**Problem requirements:** Can you quote the lines below exactly, starting at the line with "Can you see the hanging" and going through the last one?

**Provided material:**
..............................
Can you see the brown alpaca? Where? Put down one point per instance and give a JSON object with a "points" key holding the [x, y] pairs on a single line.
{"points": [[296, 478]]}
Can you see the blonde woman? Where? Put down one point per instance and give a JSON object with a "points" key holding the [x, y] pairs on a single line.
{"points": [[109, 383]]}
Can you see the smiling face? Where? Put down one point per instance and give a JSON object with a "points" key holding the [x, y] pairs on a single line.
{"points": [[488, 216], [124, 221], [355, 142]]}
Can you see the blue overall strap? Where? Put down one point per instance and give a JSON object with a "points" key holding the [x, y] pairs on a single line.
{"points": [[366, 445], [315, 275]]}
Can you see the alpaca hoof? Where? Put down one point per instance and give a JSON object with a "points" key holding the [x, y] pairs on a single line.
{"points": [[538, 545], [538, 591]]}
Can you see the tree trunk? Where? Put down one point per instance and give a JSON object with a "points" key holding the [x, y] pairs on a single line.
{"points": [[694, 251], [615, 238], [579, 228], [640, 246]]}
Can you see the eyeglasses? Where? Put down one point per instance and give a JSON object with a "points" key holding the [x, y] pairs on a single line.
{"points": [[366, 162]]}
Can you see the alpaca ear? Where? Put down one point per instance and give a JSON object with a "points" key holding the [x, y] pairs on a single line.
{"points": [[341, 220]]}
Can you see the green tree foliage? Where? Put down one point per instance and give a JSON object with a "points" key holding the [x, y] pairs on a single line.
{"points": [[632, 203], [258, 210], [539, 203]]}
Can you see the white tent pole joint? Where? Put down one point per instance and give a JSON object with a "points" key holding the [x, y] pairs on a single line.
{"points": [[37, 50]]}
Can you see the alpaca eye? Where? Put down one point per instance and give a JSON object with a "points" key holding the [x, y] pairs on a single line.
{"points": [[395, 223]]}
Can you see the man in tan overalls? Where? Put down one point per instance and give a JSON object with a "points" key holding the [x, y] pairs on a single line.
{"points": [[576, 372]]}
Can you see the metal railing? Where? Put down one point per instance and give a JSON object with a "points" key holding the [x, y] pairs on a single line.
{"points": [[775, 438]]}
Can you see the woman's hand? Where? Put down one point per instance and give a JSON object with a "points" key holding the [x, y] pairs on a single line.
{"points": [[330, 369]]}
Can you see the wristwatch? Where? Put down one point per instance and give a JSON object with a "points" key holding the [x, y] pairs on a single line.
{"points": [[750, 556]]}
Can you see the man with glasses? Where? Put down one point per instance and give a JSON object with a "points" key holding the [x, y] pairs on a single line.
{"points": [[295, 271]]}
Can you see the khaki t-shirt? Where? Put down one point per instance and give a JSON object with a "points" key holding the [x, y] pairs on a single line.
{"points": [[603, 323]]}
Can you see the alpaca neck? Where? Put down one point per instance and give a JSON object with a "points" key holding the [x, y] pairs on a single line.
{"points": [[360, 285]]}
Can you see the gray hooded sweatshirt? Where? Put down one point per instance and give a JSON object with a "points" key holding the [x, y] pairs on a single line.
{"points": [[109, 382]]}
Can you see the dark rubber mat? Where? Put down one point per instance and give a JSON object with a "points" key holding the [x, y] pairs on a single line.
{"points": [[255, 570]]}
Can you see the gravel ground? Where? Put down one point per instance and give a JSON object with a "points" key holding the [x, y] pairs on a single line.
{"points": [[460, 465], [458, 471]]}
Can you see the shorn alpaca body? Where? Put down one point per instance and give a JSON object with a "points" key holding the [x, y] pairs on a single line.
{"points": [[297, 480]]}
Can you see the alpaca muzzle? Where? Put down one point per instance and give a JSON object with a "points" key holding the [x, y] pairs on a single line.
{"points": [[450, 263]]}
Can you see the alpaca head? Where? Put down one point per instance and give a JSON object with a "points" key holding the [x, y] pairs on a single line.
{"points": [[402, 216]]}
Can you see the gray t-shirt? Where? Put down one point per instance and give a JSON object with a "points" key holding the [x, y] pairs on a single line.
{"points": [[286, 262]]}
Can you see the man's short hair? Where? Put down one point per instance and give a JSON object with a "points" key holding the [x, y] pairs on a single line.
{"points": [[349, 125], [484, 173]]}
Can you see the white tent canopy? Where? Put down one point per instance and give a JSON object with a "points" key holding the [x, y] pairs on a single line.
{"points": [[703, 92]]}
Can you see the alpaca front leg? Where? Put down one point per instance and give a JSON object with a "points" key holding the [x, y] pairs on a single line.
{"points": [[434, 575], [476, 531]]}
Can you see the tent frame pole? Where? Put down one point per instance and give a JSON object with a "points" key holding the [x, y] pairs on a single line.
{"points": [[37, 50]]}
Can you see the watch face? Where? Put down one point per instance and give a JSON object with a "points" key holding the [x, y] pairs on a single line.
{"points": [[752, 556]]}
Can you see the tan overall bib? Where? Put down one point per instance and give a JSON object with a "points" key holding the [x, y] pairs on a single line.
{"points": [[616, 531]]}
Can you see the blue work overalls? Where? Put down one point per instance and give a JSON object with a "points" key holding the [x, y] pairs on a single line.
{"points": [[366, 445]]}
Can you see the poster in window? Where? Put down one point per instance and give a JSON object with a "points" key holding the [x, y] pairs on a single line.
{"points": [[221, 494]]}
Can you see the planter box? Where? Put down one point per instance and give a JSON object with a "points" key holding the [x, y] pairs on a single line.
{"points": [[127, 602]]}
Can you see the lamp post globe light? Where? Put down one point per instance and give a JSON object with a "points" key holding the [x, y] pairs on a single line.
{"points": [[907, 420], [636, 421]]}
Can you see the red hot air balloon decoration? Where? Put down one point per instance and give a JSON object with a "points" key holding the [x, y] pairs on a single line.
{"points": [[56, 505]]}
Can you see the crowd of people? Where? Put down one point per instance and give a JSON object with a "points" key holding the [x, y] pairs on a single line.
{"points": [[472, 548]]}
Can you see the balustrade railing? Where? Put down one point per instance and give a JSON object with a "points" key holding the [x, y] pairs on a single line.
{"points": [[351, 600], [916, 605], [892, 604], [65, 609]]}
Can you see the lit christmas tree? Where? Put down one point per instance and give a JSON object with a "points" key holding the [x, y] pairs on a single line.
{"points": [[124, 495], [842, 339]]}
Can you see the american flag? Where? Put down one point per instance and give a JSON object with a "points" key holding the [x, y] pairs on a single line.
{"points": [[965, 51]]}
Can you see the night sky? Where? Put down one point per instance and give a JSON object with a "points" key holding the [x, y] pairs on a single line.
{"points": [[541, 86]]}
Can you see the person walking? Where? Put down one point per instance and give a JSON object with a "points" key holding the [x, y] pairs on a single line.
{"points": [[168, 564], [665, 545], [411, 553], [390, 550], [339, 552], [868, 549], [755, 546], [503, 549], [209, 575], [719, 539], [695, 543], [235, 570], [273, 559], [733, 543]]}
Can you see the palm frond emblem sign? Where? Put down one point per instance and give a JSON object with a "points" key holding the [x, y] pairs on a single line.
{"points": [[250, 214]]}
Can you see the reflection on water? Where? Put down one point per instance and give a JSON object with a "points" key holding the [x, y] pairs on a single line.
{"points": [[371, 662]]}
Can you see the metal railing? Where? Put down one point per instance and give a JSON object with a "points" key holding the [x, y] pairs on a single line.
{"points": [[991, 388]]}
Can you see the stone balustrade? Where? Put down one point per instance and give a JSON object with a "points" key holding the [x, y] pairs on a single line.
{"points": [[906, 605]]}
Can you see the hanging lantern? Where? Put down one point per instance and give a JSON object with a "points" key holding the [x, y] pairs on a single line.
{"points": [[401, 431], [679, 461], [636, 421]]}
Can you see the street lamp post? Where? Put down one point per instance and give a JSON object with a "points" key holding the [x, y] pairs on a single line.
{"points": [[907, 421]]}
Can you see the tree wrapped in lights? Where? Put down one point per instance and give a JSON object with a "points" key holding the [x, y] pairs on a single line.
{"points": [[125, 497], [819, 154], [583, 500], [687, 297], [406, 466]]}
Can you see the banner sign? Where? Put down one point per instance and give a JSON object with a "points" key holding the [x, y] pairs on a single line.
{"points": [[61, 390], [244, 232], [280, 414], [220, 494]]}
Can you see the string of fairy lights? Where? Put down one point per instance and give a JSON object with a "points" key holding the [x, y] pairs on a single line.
..............................
**Response for this exercise:**
Can you see the hanging lantern? Where? Put down one point per instance and give a JSON object with a "points" key holding the [x, y] pairs on a single line.
{"points": [[401, 431], [679, 461], [636, 421]]}
Can you see the street lamp post? Where? Put down one point per instance and give a JSON object with a "points" key holding the [x, y] pairs on a single line.
{"points": [[907, 421]]}
Can you see the tree wrapped in lights? Where? Put down one point per instance and give a JSON object with a "points" key holding the [x, y] pairs on a single line.
{"points": [[125, 497], [819, 154], [583, 500], [687, 297], [406, 466]]}
Can you see the banner sign? Where? Put down one point per instance and give a JSON object with a "points" key holding the [x, y] pairs on a single line.
{"points": [[61, 390], [244, 232], [280, 414], [220, 494]]}
Can you see the string of fairy lights? Where? Put down one point per instance and give a JSON object with a "points" key holding the [x, y] pairs on a single line.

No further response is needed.